PROBLEM TO SOLVE: Find the line that contains "indicate the shadow on lawn with a point". Then set down that line and all the lines after it, to the end of the records, exactly and with nothing added.

-.-.-

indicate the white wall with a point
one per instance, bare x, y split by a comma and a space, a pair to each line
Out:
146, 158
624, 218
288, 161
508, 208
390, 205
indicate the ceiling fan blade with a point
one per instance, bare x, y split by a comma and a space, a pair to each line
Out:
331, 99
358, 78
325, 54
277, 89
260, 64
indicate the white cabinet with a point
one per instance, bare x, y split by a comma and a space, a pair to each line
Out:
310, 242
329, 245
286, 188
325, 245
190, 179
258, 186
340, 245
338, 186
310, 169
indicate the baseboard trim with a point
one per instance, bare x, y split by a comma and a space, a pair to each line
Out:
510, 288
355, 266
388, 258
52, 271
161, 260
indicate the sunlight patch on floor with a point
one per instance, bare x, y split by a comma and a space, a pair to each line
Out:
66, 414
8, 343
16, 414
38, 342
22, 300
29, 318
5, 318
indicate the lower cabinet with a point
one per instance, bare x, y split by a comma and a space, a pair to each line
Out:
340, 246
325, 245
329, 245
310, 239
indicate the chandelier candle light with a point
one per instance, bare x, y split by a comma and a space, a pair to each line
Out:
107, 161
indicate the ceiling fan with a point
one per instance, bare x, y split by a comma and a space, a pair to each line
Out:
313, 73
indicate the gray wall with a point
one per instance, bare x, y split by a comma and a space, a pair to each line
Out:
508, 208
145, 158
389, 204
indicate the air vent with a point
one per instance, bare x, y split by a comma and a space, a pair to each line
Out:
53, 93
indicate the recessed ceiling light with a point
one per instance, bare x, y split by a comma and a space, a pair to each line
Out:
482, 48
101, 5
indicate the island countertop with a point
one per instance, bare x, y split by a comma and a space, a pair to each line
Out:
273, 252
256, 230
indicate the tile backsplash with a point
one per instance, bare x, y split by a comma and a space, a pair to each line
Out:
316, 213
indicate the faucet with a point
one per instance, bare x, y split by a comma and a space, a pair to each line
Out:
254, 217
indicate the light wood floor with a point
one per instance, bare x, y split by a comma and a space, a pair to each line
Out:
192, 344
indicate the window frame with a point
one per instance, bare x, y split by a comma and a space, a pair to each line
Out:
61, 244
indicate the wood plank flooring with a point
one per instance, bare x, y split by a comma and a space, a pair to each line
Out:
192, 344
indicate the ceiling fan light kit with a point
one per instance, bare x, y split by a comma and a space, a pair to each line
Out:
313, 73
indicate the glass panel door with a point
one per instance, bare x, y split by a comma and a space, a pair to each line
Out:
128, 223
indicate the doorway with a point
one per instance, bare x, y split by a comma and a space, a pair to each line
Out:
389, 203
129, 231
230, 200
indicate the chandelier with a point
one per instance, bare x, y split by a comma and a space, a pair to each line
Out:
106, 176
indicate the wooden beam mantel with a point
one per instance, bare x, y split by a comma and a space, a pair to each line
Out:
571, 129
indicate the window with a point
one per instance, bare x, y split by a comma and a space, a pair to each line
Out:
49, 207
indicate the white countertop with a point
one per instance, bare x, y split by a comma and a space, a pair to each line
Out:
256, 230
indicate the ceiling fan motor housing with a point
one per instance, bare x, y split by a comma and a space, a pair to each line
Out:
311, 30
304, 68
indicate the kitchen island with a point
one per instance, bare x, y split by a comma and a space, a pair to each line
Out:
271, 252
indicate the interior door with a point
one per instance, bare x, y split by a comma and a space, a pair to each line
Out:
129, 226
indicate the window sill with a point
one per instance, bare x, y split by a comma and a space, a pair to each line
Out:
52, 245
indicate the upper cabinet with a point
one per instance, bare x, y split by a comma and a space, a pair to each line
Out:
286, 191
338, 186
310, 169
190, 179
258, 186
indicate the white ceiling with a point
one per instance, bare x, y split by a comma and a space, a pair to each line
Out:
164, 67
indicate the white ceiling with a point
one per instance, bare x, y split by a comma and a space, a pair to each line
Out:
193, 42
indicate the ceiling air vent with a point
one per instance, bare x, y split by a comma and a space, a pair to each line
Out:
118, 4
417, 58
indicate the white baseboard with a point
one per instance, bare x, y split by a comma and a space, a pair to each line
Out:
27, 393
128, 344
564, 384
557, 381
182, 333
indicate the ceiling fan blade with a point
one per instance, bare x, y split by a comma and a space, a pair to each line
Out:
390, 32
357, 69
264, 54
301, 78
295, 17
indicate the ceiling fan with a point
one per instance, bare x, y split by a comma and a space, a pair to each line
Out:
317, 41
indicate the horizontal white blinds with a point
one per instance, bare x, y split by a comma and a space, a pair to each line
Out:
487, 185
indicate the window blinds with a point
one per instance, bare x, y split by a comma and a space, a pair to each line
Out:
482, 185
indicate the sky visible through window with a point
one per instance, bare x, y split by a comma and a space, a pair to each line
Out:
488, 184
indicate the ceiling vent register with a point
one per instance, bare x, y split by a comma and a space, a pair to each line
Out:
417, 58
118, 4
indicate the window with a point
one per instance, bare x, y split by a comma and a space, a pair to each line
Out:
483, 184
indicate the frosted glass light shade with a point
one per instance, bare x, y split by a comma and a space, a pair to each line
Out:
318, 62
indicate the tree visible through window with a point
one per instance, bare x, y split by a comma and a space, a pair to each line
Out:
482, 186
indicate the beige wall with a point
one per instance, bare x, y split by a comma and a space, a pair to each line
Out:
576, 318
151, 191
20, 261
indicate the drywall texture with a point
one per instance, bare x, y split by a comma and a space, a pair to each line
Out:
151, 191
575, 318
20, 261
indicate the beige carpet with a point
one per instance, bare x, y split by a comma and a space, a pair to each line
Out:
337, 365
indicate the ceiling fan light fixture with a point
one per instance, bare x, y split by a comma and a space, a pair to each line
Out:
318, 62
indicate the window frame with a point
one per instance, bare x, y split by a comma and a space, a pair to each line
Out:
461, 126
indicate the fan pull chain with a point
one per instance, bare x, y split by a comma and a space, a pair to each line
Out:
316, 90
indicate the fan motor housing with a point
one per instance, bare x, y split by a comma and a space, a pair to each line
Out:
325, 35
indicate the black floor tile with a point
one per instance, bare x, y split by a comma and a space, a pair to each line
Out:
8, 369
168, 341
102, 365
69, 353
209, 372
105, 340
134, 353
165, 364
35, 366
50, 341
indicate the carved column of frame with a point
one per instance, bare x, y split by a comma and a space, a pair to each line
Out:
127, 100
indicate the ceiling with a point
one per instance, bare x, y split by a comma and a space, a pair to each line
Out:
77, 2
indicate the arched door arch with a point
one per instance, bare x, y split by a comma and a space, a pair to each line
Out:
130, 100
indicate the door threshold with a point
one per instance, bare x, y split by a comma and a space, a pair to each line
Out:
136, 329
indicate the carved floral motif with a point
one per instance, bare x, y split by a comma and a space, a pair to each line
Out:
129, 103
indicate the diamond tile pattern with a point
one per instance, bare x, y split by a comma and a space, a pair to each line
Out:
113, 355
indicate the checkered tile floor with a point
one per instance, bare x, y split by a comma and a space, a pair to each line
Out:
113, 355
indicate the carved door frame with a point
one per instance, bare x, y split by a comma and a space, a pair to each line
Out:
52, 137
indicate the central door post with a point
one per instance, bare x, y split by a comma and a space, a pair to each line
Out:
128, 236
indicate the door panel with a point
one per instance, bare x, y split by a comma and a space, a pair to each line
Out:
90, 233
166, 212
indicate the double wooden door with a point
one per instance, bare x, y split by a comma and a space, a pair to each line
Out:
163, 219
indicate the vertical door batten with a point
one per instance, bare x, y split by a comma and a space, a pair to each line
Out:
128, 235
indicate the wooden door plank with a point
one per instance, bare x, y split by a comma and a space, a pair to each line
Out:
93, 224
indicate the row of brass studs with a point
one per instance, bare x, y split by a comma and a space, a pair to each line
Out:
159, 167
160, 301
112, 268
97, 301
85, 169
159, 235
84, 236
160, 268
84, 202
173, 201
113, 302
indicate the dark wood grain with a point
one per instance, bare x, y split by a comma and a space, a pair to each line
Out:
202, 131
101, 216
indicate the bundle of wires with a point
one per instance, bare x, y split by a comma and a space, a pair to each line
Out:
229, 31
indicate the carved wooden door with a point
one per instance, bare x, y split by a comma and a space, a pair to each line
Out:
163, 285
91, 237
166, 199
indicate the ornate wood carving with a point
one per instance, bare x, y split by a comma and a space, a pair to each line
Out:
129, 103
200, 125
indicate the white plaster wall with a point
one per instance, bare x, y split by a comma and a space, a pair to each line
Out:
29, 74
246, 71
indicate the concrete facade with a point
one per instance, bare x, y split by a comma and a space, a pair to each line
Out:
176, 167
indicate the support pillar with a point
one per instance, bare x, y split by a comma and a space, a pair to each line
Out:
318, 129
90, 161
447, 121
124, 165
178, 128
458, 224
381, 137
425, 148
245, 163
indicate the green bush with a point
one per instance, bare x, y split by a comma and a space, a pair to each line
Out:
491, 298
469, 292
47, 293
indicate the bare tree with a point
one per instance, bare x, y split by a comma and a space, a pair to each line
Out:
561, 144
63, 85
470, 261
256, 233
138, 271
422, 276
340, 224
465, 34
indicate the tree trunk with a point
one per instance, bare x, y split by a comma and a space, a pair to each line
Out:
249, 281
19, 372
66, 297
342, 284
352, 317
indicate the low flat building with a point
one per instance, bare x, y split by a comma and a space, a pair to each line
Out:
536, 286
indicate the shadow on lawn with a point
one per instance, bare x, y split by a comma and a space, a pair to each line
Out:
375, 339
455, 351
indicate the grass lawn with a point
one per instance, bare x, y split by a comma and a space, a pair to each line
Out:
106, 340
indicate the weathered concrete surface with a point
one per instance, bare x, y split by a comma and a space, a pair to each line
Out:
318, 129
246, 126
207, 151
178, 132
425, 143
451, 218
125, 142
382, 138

-.-.-

RESPONSE FOR THIS EXERCISE:
indicate the shadow on lawn with a point
one per instance, bare x, y split by a comma and a space, a pair to each line
Out:
375, 339
455, 351
indicate the grass lawn with a point
one per instance, bare x, y split by a comma and a space, a pair to each line
Out:
106, 340
indicate the weathered concrete surface with a point
one per instance, bare x, y split by a comma and a space, a pair to each line
Out:
318, 129
246, 126
207, 151
178, 132
425, 143
451, 218
125, 142
382, 138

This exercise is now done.